SHORT PROBLEM >>
Turn the lines from the start of the records through the line containing "15), (156, 15)]", inclusive, into a numbered list, leaving out blank lines and pictures.

PROVIDED RECORDS >>
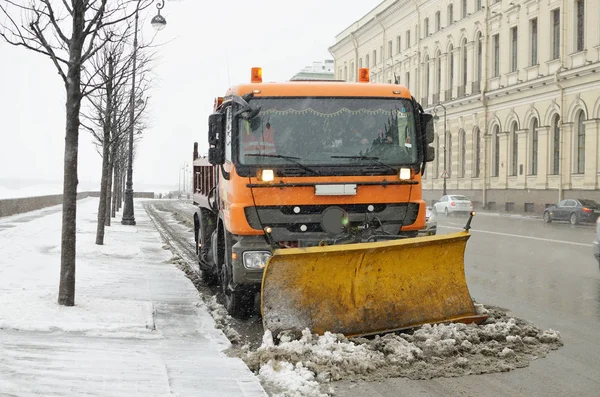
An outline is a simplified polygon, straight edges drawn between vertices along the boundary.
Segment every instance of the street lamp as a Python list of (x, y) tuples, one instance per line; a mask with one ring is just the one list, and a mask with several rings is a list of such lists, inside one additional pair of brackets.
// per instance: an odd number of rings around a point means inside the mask
[[(152, 18), (152, 26), (156, 30), (162, 30), (167, 20), (160, 15), (160, 10), (165, 6), (164, 0), (158, 0), (156, 8), (158, 15)], [(135, 215), (133, 211), (133, 130), (135, 124), (135, 75), (137, 73), (137, 33), (138, 33), (139, 9), (135, 10), (135, 26), (133, 32), (133, 62), (131, 73), (131, 97), (129, 98), (129, 159), (127, 161), (127, 182), (125, 183), (125, 205), (121, 224), (135, 226)]]
[(438, 121), (440, 118), (437, 115), (437, 108), (438, 106), (440, 106), (442, 109), (444, 109), (444, 173), (442, 174), (442, 177), (444, 178), (444, 191), (442, 192), (442, 196), (446, 195), (446, 179), (448, 179), (448, 173), (447, 173), (447, 166), (446, 166), (446, 107), (444, 105), (442, 105), (442, 103), (438, 103), (437, 105), (435, 105), (433, 107), (433, 112), (434, 112), (434, 116), (433, 119), (435, 121)]
[(150, 21), (150, 24), (152, 25), (152, 27), (154, 29), (156, 29), (157, 31), (163, 30), (165, 28), (165, 26), (167, 26), (167, 20), (165, 19), (165, 17), (160, 15), (160, 10), (162, 10), (164, 8), (164, 6), (165, 6), (165, 0), (158, 0), (158, 2), (156, 3), (156, 8), (158, 9), (158, 15), (156, 15)]

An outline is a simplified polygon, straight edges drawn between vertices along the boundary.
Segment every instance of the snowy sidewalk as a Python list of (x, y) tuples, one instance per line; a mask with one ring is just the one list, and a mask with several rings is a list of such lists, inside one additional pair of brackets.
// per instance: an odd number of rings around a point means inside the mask
[(141, 202), (104, 246), (97, 208), (77, 208), (75, 307), (56, 303), (61, 212), (0, 218), (0, 396), (266, 396)]

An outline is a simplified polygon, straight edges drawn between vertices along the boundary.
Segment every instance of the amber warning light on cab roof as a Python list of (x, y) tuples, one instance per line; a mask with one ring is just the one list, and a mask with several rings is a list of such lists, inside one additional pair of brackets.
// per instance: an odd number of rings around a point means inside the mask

FINAL ANSWER >>
1. An outline is a simplified polygon, straight edges drawn between vertices along the boundary.
2. Segment every instance of the street lamp as a Python list of (x, y) tuples, one instance per line; a mask with one ring is just the one list, and a mask with several rings is a list of such lists, inside one additional pair of brackets.
3. // per instance: an odd number of rings around a point means inside the mask
4. [[(152, 18), (152, 26), (156, 30), (162, 30), (167, 20), (160, 15), (160, 10), (165, 6), (164, 0), (158, 0), (156, 8), (158, 15)], [(135, 215), (133, 211), (133, 130), (135, 124), (135, 75), (137, 73), (137, 33), (138, 33), (139, 9), (135, 10), (135, 26), (133, 32), (133, 62), (131, 73), (131, 97), (129, 98), (129, 159), (127, 161), (127, 182), (125, 183), (125, 205), (121, 224), (135, 226)]]
5. [(438, 121), (440, 118), (437, 115), (437, 108), (438, 106), (440, 106), (442, 109), (444, 109), (444, 173), (442, 174), (442, 177), (444, 178), (444, 191), (442, 192), (442, 196), (446, 195), (446, 179), (448, 179), (448, 173), (447, 173), (447, 166), (446, 166), (446, 107), (444, 105), (442, 105), (442, 103), (438, 103), (437, 105), (435, 105), (433, 107), (433, 112), (434, 112), (434, 116), (433, 119), (435, 121)]
6. [(150, 21), (150, 24), (152, 25), (152, 27), (154, 29), (156, 29), (157, 31), (163, 30), (165, 28), (165, 26), (167, 26), (167, 20), (165, 19), (165, 17), (160, 15), (160, 10), (162, 10), (164, 8), (164, 6), (165, 6), (165, 0), (158, 0), (158, 2), (156, 3), (156, 8), (158, 9), (158, 15), (156, 15)]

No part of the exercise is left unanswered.